И чем ребенок старше, тем это становится важнее. Во-первых, важно увидеть, что это не мои родители придумали какие-то ценности и мне их навязывают, но и другие люди живут этими ценностями. А, с другой стороны, важно увидеть и то, что кто-то живет иначе. Потому что, вот мы вроде православные. Но когда мы говорим, что мы православные, подразумевается, что мы-то правильно православные. Например, в каких-то семьях дети постятся с рождения, в каких-то дети не постятся вообще и говорят, главное людей не обижать... Я не говорю про ереси, просто действительно ведь бывают разные мнения, взгляды, разный опыт.

Это не значит, что дети узнают, что, оказывается, можно не поститься и вдруг перестанут поститься. Это совсем не так работает. Здесь важно скорее то, что дети не будут ставить знак равенства между родителями и родительской культурой, верой. Когда ставится знак равенства между родителями и, например, Православием — тогда, если родители, например, жесткие, дети уходят от веры просто потому, что она была в одном флаконе с родителями.

Родительский авторитет обязательно переосмысляется детьми, и часто это не конфликт, а просто момент осознанного принятия веры. Вообще тот факт, что переосмысление происходит — это очень здорово. Что было бы, если бы святая великомученица Варвара не поставила под вопрос авторитет своего отца? Если бы она была такой правильной, послушной дочерью, которой папа сказал: «Вот боги, поклоняйся им», — и она поклоняется. Возникает вопрос: «А кто же создал такой красивый мир? Наши боги?» Папа говорит: «Я тебе сказал — боги создали», — и она пошла, ладно. Но великомученица Варвара папу не послушала. И слава Богу, что не послушала!

- ВЫДЕРЖКИ ИЗ ЗАПИСЕЙ -

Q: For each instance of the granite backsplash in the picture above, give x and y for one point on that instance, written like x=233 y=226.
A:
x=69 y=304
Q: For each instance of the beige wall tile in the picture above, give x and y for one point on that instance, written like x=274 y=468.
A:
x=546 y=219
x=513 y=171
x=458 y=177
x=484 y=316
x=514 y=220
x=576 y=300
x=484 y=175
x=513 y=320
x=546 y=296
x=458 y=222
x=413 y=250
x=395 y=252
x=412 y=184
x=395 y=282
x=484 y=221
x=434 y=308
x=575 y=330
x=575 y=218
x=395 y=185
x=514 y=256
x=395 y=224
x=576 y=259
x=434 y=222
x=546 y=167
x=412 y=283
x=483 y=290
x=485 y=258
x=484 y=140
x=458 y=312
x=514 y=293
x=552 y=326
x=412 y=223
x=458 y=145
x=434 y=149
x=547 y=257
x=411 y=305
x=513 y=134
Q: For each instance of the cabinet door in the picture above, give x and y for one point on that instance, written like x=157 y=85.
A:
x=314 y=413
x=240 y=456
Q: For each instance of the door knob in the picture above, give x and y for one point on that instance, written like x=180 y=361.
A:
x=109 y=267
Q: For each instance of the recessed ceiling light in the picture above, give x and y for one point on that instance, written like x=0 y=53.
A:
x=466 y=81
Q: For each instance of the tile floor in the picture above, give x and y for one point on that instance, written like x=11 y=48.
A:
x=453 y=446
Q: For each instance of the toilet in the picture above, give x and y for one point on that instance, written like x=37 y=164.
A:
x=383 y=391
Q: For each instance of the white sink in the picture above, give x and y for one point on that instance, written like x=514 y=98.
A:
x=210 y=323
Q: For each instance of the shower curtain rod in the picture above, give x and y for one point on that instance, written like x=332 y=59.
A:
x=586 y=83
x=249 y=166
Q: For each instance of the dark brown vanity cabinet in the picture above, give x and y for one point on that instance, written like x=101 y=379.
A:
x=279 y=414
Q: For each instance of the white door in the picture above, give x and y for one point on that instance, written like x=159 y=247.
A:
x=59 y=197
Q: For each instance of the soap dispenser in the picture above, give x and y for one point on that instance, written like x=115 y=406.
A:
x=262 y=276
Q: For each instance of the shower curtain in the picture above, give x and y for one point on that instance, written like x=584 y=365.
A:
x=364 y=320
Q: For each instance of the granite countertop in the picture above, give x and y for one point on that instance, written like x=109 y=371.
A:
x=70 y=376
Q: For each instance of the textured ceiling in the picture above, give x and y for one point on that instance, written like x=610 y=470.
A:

- ЗАДАНИЯ -
A. Процитируйте из текста о детях и вере отрывок от «Родительский авторитет обязательно» до «что не послушала!» включительно.
B. Кто в тексте о детях и вере приводится в пример как дочь, не послушавшая своего отца?

- ОТВЕТЫ К ЗАДАНИЯМ -
A.
Родительский авторитет обязательно переосмысляется детьми, и часто это не конфликт, а просто момент осознанного принятия веры. Вообще тот факт, что переосмысление происходит — это очень здорово. Что было бы, если бы святая великомученица Варвара не поставила под вопрос авторитет своего отца? Если бы она была такой правильной, послушной дочерью, которой папа сказал: «Вот боги, поклоняйся им», — и она поклоняется. Возникает вопрос: «А кто же создал такой красивый мир? Наши боги?» Папа говорит: «Я тебе сказал — боги создали», — и она пошла, ладно. Но великомученица Варвара папу не послушала. И слава Богу, что не послушала!

B. Святая великомученица Варвара.